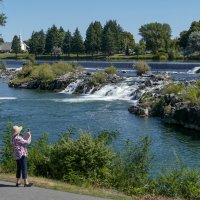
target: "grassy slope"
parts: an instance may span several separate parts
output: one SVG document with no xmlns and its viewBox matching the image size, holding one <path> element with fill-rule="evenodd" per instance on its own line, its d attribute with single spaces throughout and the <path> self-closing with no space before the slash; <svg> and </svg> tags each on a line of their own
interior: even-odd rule
<svg viewBox="0 0 200 200">
<path fill-rule="evenodd" d="M 71 192 L 75 194 L 89 195 L 101 198 L 109 198 L 115 200 L 181 200 L 179 198 L 167 198 L 167 197 L 152 196 L 152 195 L 141 196 L 141 197 L 130 197 L 113 190 L 94 188 L 91 186 L 79 187 L 47 178 L 29 177 L 29 179 L 30 182 L 34 184 L 34 186 L 41 188 L 53 189 L 58 191 Z M 0 173 L 0 180 L 15 183 L 16 179 L 14 174 Z"/>
</svg>

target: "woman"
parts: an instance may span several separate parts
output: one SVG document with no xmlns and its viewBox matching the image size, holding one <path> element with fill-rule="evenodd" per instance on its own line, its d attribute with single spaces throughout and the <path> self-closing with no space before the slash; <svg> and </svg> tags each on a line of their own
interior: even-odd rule
<svg viewBox="0 0 200 200">
<path fill-rule="evenodd" d="M 31 187 L 32 184 L 28 183 L 27 178 L 27 146 L 31 143 L 31 133 L 30 130 L 26 133 L 25 137 L 21 137 L 20 133 L 22 131 L 22 126 L 13 126 L 14 134 L 12 136 L 12 144 L 14 157 L 17 162 L 17 172 L 16 172 L 16 186 L 18 187 L 20 183 L 20 178 L 22 174 L 22 178 L 24 179 L 24 187 Z"/>
</svg>

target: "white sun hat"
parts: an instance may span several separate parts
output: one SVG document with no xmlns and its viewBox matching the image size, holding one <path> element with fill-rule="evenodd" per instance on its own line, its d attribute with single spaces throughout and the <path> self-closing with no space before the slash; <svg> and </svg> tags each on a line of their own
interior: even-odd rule
<svg viewBox="0 0 200 200">
<path fill-rule="evenodd" d="M 22 131 L 22 126 L 13 126 L 14 134 L 18 134 Z"/>
</svg>

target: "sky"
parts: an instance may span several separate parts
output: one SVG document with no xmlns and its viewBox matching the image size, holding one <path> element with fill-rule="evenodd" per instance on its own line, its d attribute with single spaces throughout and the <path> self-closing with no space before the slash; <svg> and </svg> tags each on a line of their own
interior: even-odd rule
<svg viewBox="0 0 200 200">
<path fill-rule="evenodd" d="M 175 38 L 200 20 L 199 9 L 200 0 L 3 0 L 0 10 L 8 19 L 0 33 L 7 42 L 20 33 L 27 40 L 33 31 L 47 31 L 55 24 L 71 32 L 78 27 L 85 38 L 91 22 L 104 25 L 112 19 L 136 41 L 141 25 L 151 22 L 168 23 Z"/>
</svg>

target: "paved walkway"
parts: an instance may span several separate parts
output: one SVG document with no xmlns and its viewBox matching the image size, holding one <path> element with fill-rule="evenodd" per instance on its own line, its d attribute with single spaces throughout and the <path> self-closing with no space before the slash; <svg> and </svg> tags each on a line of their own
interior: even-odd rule
<svg viewBox="0 0 200 200">
<path fill-rule="evenodd" d="M 103 200 L 86 195 L 60 192 L 38 187 L 15 187 L 14 183 L 0 181 L 0 200 Z"/>
</svg>

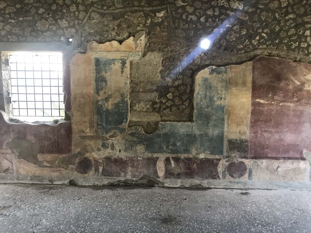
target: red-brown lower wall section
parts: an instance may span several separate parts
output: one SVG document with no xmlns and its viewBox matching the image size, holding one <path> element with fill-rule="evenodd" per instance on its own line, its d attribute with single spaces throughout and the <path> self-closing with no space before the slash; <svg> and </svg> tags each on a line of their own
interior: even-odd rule
<svg viewBox="0 0 311 233">
<path fill-rule="evenodd" d="M 9 124 L 0 113 L 0 149 L 6 148 L 6 143 L 18 137 L 37 143 L 39 153 L 71 153 L 72 134 L 70 121 L 55 125 Z"/>
<path fill-rule="evenodd" d="M 304 159 L 311 151 L 311 65 L 253 61 L 249 158 Z"/>
</svg>

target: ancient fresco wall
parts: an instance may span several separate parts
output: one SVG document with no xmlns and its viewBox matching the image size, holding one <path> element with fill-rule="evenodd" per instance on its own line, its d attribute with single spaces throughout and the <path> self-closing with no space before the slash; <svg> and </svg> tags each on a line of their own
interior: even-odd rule
<svg viewBox="0 0 311 233">
<path fill-rule="evenodd" d="M 309 188 L 310 1 L 0 1 L 0 48 L 72 51 L 70 121 L 2 115 L 1 180 Z"/>
<path fill-rule="evenodd" d="M 34 135 L 37 126 L 3 120 L 3 180 L 309 188 L 311 66 L 259 56 L 203 68 L 195 75 L 193 121 L 163 122 L 131 102 L 132 95 L 159 98 L 148 87 L 156 79 L 142 81 L 149 67 L 131 69 L 145 62 L 145 39 L 139 33 L 121 44 L 92 42 L 73 58 L 71 122 L 44 125 L 44 135 Z M 150 67 L 155 76 L 157 67 Z M 23 126 L 30 130 L 12 132 Z"/>
</svg>

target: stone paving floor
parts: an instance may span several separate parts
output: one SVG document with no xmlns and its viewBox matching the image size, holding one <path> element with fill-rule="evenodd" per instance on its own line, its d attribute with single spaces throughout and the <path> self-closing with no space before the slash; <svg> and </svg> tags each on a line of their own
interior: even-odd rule
<svg viewBox="0 0 311 233">
<path fill-rule="evenodd" d="M 0 185 L 0 232 L 311 232 L 311 192 Z"/>
</svg>

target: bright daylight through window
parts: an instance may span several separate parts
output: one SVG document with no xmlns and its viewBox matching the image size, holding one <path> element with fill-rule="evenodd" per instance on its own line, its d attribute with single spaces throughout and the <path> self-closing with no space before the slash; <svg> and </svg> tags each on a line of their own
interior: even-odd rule
<svg viewBox="0 0 311 233">
<path fill-rule="evenodd" d="M 65 116 L 60 53 L 10 54 L 12 117 L 28 122 Z"/>
</svg>

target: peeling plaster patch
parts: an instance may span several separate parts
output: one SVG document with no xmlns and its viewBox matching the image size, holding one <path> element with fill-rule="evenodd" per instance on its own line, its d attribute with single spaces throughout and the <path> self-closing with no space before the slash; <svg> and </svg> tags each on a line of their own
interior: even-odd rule
<svg viewBox="0 0 311 233">
<path fill-rule="evenodd" d="M 43 162 L 37 157 L 39 153 L 38 144 L 16 137 L 7 142 L 5 145 L 10 149 L 16 150 L 18 158 L 39 166 L 43 165 Z"/>
<path fill-rule="evenodd" d="M 255 101 L 257 102 L 259 102 L 260 103 L 270 103 L 270 101 L 266 101 L 260 99 L 256 99 Z"/>
<path fill-rule="evenodd" d="M 145 47 L 145 32 L 141 31 L 137 33 L 135 37 L 132 36 L 125 40 L 121 44 L 118 41 L 113 40 L 103 44 L 99 44 L 95 41 L 89 43 L 88 52 L 142 52 Z"/>
<path fill-rule="evenodd" d="M 92 171 L 93 167 L 92 161 L 86 157 L 78 158 L 75 166 L 76 170 L 80 174 L 87 174 Z"/>
<path fill-rule="evenodd" d="M 79 137 L 82 140 L 87 140 L 90 141 L 98 140 L 107 141 L 111 140 L 104 135 L 101 135 L 99 130 L 95 130 L 95 135 L 80 135 Z"/>
<path fill-rule="evenodd" d="M 308 181 L 310 169 L 305 161 L 256 159 L 253 161 L 253 180 Z"/>
<path fill-rule="evenodd" d="M 4 158 L 0 157 L 0 173 L 2 173 L 12 167 L 12 164 Z"/>
</svg>

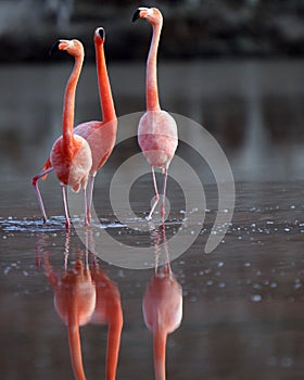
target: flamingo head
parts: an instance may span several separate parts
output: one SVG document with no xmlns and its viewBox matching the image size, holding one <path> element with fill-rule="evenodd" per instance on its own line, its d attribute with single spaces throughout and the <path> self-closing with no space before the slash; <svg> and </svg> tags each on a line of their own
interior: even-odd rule
<svg viewBox="0 0 304 380">
<path fill-rule="evenodd" d="M 85 55 L 84 46 L 80 41 L 78 41 L 78 39 L 60 39 L 53 45 L 50 53 L 52 53 L 55 48 L 58 48 L 60 51 L 66 51 L 73 56 Z"/>
<path fill-rule="evenodd" d="M 104 43 L 105 30 L 103 29 L 103 27 L 100 26 L 100 27 L 96 28 L 94 40 L 96 40 L 96 42 Z"/>
<path fill-rule="evenodd" d="M 150 24 L 156 25 L 163 23 L 163 16 L 157 8 L 138 8 L 132 16 L 132 22 L 138 18 L 145 18 Z"/>
</svg>

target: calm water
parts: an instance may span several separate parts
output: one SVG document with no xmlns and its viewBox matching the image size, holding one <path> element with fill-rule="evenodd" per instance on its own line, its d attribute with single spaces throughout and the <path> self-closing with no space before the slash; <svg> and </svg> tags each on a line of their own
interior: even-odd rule
<svg viewBox="0 0 304 380">
<path fill-rule="evenodd" d="M 41 183 L 50 219 L 45 228 L 40 223 L 30 178 L 60 134 L 68 69 L 68 65 L 0 69 L 1 378 L 74 378 L 64 312 L 54 305 L 54 297 L 58 305 L 66 270 L 76 279 L 81 277 L 75 269 L 80 261 L 87 299 L 92 292 L 99 300 L 80 328 L 87 379 L 104 378 L 106 321 L 119 313 L 124 325 L 117 379 L 141 379 L 142 373 L 153 379 L 153 339 L 142 312 L 153 269 L 111 265 L 102 259 L 109 252 L 87 251 L 74 229 L 66 236 L 53 176 Z M 110 75 L 117 114 L 123 117 L 143 110 L 143 66 L 112 65 Z M 290 380 L 304 376 L 303 77 L 302 62 L 167 63 L 160 67 L 164 109 L 204 125 L 224 149 L 236 179 L 232 224 L 220 244 L 205 254 L 217 214 L 217 188 L 207 165 L 180 147 L 179 154 L 189 153 L 189 164 L 203 182 L 206 213 L 201 215 L 204 223 L 193 244 L 172 262 L 183 313 L 180 326 L 167 339 L 167 379 Z M 99 118 L 99 114 L 94 69 L 87 66 L 79 83 L 76 118 Z M 129 128 L 136 130 L 136 125 Z M 98 175 L 94 205 L 101 225 L 93 225 L 89 238 L 93 244 L 110 233 L 123 246 L 155 246 L 155 255 L 165 255 L 159 248 L 160 225 L 143 233 L 128 228 L 110 202 L 113 172 L 137 152 L 135 141 L 128 140 L 115 149 Z M 130 175 L 126 173 L 126 178 Z M 147 175 L 131 189 L 130 204 L 139 218 L 148 212 L 151 188 Z M 185 211 L 185 195 L 174 180 L 168 183 L 168 198 L 165 233 L 169 241 L 183 224 Z M 74 220 L 81 223 L 78 216 Z M 183 229 L 191 235 L 197 227 L 198 219 L 189 218 Z M 90 280 L 97 273 L 106 277 L 101 282 Z M 76 282 L 68 282 L 66 292 L 72 295 L 66 300 L 77 299 L 81 287 Z M 107 319 L 106 284 L 116 302 L 116 314 L 110 313 Z"/>
</svg>

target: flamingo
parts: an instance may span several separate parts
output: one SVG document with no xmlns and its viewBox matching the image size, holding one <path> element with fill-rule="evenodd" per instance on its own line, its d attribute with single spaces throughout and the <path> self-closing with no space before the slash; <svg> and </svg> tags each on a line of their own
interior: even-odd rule
<svg viewBox="0 0 304 380">
<path fill-rule="evenodd" d="M 67 235 L 66 239 L 69 239 Z M 68 255 L 68 240 L 66 242 Z M 86 252 L 86 261 L 88 261 Z M 54 307 L 67 327 L 71 362 L 75 379 L 86 380 L 83 364 L 79 327 L 87 325 L 96 307 L 96 287 L 88 263 L 77 259 L 71 269 L 67 257 L 63 274 L 58 274 L 51 266 L 47 252 L 43 255 L 45 274 L 54 291 Z"/>
<path fill-rule="evenodd" d="M 97 172 L 106 163 L 109 156 L 111 155 L 116 140 L 117 131 L 117 117 L 115 113 L 111 85 L 106 71 L 106 63 L 104 56 L 104 41 L 105 31 L 102 27 L 98 27 L 94 30 L 94 48 L 96 48 L 96 62 L 97 62 L 97 75 L 98 75 L 98 86 L 99 86 L 99 97 L 101 102 L 101 111 L 103 115 L 102 122 L 87 122 L 81 123 L 74 128 L 74 134 L 81 136 L 86 139 L 90 145 L 92 154 L 92 166 L 89 174 L 89 191 L 87 200 L 87 224 L 91 220 L 91 205 L 92 205 L 92 194 L 93 185 Z M 52 164 L 48 161 L 43 167 L 47 169 L 46 174 L 52 170 Z M 46 178 L 46 176 L 40 176 L 39 178 Z M 38 179 L 39 179 L 38 178 Z M 36 182 L 37 183 L 37 180 Z M 38 192 L 38 201 L 40 208 L 42 211 L 43 220 L 46 223 L 46 212 L 41 195 L 39 193 L 38 187 L 35 185 L 36 192 Z"/>
<path fill-rule="evenodd" d="M 74 135 L 73 132 L 76 87 L 81 72 L 85 52 L 83 43 L 77 39 L 61 39 L 55 46 L 58 46 L 59 50 L 64 50 L 69 55 L 74 56 L 75 64 L 65 88 L 63 134 L 54 142 L 50 157 L 45 164 L 42 172 L 33 178 L 33 186 L 37 193 L 43 223 L 46 224 L 47 215 L 38 188 L 38 180 L 40 178 L 46 178 L 51 170 L 55 172 L 62 188 L 66 220 L 65 226 L 69 228 L 71 221 L 66 203 L 66 186 L 71 186 L 75 192 L 78 192 L 80 188 L 83 188 L 85 197 L 85 224 L 88 224 L 86 187 L 92 166 L 91 150 L 88 142 L 83 137 Z"/>
<path fill-rule="evenodd" d="M 161 30 L 163 26 L 162 13 L 156 8 L 138 8 L 132 16 L 132 22 L 138 18 L 145 18 L 153 28 L 152 40 L 147 60 L 147 112 L 140 118 L 138 126 L 138 142 L 143 155 L 151 165 L 155 192 L 154 202 L 147 219 L 150 220 L 152 218 L 152 214 L 160 200 L 154 172 L 154 168 L 159 167 L 164 174 L 163 202 L 161 207 L 161 217 L 163 220 L 165 215 L 168 166 L 174 157 L 178 144 L 177 125 L 175 119 L 166 111 L 161 110 L 159 101 L 156 61 Z"/>
<path fill-rule="evenodd" d="M 104 56 L 104 41 L 105 31 L 102 27 L 98 27 L 94 30 L 94 48 L 99 97 L 103 121 L 83 123 L 79 124 L 74 130 L 76 135 L 84 137 L 88 141 L 92 152 L 92 167 L 90 170 L 90 187 L 87 207 L 87 218 L 89 221 L 91 219 L 94 178 L 97 172 L 106 163 L 113 151 L 117 131 L 117 117 Z"/>
<path fill-rule="evenodd" d="M 164 267 L 160 268 L 157 265 L 157 255 L 155 255 L 155 270 L 142 300 L 144 322 L 153 332 L 154 372 L 156 380 L 166 379 L 167 334 L 179 327 L 182 318 L 182 292 L 169 265 L 164 225 L 162 225 L 162 231 L 167 263 Z M 156 252 L 159 249 L 157 245 L 159 242 L 155 244 Z"/>
</svg>

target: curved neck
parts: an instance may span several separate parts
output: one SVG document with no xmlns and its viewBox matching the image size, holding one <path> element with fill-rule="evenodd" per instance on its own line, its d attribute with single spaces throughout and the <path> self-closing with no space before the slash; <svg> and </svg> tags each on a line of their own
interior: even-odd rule
<svg viewBox="0 0 304 380">
<path fill-rule="evenodd" d="M 67 80 L 63 104 L 63 138 L 71 139 L 74 128 L 75 96 L 84 62 L 84 55 L 75 56 L 73 72 Z"/>
<path fill-rule="evenodd" d="M 147 60 L 147 83 L 145 98 L 148 111 L 160 111 L 159 90 L 157 90 L 157 49 L 162 30 L 162 23 L 153 24 L 152 41 Z"/>
<path fill-rule="evenodd" d="M 98 41 L 96 41 L 96 63 L 102 116 L 104 122 L 110 122 L 116 118 L 116 114 L 106 71 L 103 43 Z"/>
</svg>

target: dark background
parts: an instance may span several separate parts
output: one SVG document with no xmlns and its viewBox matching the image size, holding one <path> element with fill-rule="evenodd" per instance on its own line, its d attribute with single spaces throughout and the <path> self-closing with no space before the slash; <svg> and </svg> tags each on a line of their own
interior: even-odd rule
<svg viewBox="0 0 304 380">
<path fill-rule="evenodd" d="M 303 0 L 2 0 L 1 62 L 49 60 L 56 38 L 79 38 L 93 60 L 97 26 L 106 29 L 109 60 L 141 59 L 151 30 L 139 34 L 130 22 L 140 5 L 164 14 L 164 59 L 304 54 Z"/>
</svg>

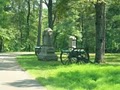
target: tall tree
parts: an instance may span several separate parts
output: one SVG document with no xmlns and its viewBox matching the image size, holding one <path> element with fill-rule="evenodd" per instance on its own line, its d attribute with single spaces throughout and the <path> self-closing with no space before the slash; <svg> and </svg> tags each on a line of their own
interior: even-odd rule
<svg viewBox="0 0 120 90">
<path fill-rule="evenodd" d="M 53 29 L 53 0 L 44 0 L 47 8 L 48 8 L 48 27 Z"/>
<path fill-rule="evenodd" d="M 105 2 L 97 0 L 96 10 L 96 54 L 95 62 L 101 63 L 105 53 Z"/>
<path fill-rule="evenodd" d="M 38 23 L 37 46 L 40 46 L 40 44 L 41 44 L 41 29 L 42 29 L 42 0 L 40 0 L 40 5 L 39 5 L 39 23 Z"/>
</svg>

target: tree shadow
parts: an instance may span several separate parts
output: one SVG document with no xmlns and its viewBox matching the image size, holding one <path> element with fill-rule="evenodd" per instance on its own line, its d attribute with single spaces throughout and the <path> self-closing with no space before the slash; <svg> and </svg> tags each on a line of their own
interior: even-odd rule
<svg viewBox="0 0 120 90">
<path fill-rule="evenodd" d="M 18 80 L 16 82 L 5 83 L 6 85 L 14 87 L 40 87 L 40 85 L 32 79 Z"/>
</svg>

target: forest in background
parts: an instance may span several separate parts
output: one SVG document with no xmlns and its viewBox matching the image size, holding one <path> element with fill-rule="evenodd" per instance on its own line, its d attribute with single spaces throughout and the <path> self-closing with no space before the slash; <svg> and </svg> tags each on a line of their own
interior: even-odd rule
<svg viewBox="0 0 120 90">
<path fill-rule="evenodd" d="M 95 0 L 53 0 L 56 51 L 68 48 L 68 37 L 78 47 L 95 52 Z M 120 2 L 106 1 L 106 52 L 120 52 Z M 39 0 L 0 0 L 0 51 L 33 51 L 37 45 Z M 43 3 L 47 3 L 43 0 Z M 48 9 L 42 10 L 42 31 L 48 27 Z"/>
</svg>

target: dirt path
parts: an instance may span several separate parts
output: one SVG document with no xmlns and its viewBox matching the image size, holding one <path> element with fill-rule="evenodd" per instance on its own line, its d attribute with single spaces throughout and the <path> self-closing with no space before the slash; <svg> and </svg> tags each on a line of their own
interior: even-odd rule
<svg viewBox="0 0 120 90">
<path fill-rule="evenodd" d="M 0 53 L 0 90 L 45 90 L 25 71 L 15 57 L 24 53 Z"/>
</svg>

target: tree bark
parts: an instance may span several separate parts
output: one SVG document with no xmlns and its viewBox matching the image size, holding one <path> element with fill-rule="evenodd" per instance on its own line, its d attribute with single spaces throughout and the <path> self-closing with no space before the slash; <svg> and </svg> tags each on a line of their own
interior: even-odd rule
<svg viewBox="0 0 120 90">
<path fill-rule="evenodd" d="M 41 45 L 41 29 L 42 29 L 42 0 L 40 0 L 40 5 L 39 5 L 39 23 L 38 23 L 37 46 Z"/>
<path fill-rule="evenodd" d="M 101 63 L 104 60 L 105 53 L 105 3 L 97 2 L 96 10 L 96 54 L 95 63 Z"/>
<path fill-rule="evenodd" d="M 53 29 L 52 0 L 48 2 L 48 27 Z"/>
<path fill-rule="evenodd" d="M 0 36 L 0 52 L 2 52 L 2 47 L 3 47 L 3 39 L 2 39 L 2 37 Z"/>
</svg>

Task: Find each line in the records above that contains the string "tree" and copy those lines out.

Reply:
target: tall tree
target: tree shadow
target: tree bark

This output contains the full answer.